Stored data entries

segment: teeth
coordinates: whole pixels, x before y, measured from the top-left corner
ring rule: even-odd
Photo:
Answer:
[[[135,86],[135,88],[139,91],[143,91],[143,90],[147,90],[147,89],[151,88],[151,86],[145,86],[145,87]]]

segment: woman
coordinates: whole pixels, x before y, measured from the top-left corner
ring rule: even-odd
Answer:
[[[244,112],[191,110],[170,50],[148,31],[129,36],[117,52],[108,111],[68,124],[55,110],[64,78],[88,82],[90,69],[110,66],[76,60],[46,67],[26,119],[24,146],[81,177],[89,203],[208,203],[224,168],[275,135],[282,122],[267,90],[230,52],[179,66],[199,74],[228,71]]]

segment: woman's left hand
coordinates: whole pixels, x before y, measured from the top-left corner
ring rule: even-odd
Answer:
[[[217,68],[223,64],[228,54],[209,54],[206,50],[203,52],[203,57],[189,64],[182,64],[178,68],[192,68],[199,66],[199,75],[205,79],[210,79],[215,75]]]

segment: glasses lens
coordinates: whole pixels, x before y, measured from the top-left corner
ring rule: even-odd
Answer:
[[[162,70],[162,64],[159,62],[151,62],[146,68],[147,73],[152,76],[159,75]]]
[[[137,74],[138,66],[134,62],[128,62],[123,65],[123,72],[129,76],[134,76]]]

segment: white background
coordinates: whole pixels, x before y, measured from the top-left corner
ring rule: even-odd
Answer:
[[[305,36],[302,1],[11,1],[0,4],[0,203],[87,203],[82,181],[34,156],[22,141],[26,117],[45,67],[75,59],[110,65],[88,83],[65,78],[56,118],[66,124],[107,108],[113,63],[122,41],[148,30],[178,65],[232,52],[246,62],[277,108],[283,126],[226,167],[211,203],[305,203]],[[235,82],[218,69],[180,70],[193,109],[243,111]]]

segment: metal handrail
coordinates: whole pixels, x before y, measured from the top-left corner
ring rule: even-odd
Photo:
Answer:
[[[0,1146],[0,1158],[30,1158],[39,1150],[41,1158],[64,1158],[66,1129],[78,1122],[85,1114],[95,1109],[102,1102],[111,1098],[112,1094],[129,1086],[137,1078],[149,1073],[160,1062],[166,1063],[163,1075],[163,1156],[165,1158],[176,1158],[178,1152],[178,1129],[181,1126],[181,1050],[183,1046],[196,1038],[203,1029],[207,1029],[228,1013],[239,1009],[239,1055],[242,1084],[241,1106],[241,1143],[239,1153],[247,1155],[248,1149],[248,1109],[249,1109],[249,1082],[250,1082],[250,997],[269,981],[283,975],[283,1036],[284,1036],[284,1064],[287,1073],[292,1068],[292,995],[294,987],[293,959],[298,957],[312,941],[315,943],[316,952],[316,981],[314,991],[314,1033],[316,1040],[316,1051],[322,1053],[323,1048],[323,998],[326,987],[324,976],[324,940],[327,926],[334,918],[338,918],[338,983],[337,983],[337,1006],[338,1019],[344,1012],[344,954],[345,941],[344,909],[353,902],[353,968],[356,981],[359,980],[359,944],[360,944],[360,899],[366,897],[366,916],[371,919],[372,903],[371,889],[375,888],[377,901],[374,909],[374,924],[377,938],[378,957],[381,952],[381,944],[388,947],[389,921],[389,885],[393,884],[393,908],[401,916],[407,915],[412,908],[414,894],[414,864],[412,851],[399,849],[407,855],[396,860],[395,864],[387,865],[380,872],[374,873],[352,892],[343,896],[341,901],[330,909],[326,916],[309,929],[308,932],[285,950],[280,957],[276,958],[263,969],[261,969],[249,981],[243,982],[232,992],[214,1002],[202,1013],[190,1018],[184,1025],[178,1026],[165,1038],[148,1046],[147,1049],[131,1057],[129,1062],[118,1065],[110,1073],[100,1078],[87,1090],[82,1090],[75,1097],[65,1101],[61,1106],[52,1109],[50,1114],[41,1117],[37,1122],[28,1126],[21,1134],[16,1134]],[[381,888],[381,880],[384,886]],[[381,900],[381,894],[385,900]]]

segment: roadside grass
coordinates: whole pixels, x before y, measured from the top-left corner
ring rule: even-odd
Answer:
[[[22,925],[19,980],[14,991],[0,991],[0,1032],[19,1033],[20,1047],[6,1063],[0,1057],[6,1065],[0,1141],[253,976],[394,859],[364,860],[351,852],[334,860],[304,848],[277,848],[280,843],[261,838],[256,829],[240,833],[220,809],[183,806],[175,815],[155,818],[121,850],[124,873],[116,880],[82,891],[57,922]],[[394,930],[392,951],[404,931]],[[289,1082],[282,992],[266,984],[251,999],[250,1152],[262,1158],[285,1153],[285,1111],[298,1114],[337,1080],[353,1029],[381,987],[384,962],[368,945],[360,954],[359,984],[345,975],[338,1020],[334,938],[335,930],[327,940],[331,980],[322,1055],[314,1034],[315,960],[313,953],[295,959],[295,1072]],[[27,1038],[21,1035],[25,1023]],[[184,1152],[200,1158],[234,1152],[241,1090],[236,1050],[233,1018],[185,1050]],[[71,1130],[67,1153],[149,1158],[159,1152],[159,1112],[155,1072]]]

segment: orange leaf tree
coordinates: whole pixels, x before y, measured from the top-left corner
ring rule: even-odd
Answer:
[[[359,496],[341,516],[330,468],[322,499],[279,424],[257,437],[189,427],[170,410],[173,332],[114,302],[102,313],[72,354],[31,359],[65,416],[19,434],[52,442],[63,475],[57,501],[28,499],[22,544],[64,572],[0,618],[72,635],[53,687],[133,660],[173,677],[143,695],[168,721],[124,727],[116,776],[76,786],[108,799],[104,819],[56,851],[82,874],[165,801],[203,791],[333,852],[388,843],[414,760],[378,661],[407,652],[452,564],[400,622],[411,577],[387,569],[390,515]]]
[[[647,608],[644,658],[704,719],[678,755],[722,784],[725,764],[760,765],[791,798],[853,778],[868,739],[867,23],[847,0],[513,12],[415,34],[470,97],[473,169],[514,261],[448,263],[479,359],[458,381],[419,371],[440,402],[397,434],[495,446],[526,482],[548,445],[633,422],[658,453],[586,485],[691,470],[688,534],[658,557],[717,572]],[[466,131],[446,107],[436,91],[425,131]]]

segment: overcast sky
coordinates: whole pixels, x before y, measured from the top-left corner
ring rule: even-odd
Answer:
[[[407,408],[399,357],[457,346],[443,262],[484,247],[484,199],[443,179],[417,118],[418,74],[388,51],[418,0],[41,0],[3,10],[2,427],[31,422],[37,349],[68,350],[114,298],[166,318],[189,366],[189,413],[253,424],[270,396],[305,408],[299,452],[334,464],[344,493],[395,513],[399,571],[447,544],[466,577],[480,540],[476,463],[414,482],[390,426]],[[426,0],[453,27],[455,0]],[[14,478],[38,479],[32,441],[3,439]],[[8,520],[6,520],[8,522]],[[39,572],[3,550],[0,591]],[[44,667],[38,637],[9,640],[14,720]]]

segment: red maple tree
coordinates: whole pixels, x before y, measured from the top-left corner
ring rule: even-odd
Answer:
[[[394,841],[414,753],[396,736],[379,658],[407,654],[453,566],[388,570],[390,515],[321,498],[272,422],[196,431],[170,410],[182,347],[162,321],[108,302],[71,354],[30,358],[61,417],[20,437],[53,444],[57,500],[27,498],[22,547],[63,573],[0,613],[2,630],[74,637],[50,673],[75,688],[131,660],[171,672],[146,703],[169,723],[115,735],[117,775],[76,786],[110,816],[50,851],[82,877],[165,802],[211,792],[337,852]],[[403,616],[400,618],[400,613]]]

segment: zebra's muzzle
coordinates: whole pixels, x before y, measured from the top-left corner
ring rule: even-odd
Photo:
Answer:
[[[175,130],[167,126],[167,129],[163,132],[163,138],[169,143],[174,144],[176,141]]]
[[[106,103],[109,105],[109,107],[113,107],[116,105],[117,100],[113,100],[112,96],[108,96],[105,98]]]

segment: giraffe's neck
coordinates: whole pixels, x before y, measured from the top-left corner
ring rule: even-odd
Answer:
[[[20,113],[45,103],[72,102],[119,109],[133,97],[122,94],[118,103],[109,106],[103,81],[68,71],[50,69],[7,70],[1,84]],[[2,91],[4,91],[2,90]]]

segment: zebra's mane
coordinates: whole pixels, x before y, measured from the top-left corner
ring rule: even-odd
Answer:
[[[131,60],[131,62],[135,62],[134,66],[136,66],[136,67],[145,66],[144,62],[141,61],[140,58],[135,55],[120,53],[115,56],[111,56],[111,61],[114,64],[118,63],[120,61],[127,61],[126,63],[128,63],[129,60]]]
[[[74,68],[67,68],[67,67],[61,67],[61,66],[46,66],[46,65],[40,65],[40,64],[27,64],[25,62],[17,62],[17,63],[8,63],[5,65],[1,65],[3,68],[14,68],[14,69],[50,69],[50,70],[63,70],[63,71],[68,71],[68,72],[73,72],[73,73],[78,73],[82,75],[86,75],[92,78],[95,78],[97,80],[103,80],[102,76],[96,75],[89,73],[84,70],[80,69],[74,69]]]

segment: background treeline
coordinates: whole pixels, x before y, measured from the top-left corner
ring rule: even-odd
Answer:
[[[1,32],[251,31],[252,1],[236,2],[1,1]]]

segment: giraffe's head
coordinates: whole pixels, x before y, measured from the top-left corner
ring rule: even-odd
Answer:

» **What you will do**: Copy the records from the line with "segment: zebra's mane" up to and including the last line of the records, keeping every line, requests included. Multiply each coordinate in the answers by 1.85 and round to whole numbers, with halves rounded up.

» **Result below**:
segment: zebra's mane
coordinates: whole pixels, x before y, measured from the top-left corner
ring rule: even-odd
Answer:
[[[242,111],[242,115],[250,115],[248,122],[252,122],[252,124],[268,122],[266,115],[261,113],[259,107],[250,102],[222,98],[213,104],[205,104],[205,113],[211,118],[218,117],[222,113],[235,113],[233,117],[237,117],[239,111]]]
[[[137,126],[124,126],[124,124],[113,124],[113,122],[85,122],[85,120],[74,120],[74,118],[50,118],[46,115],[31,115],[31,117],[15,117],[9,120],[2,120],[6,126],[26,126],[26,128],[93,128],[93,130],[117,130],[117,131],[126,131],[126,133],[135,133],[135,135],[144,135],[152,139],[159,139],[170,144],[176,144],[179,148],[191,148],[189,141],[178,139],[165,135],[155,130],[148,128],[137,128]]]

segment: background treeline
coordinates: whole pixels, x before y, measured from the top-left corner
ring rule: even-odd
Answer:
[[[2,59],[464,57],[466,2],[437,4],[2,2]]]

segment: giraffe's head
coordinates: whole pixels, x before y, measured from the top-left corner
ring rule: even-odd
Answer:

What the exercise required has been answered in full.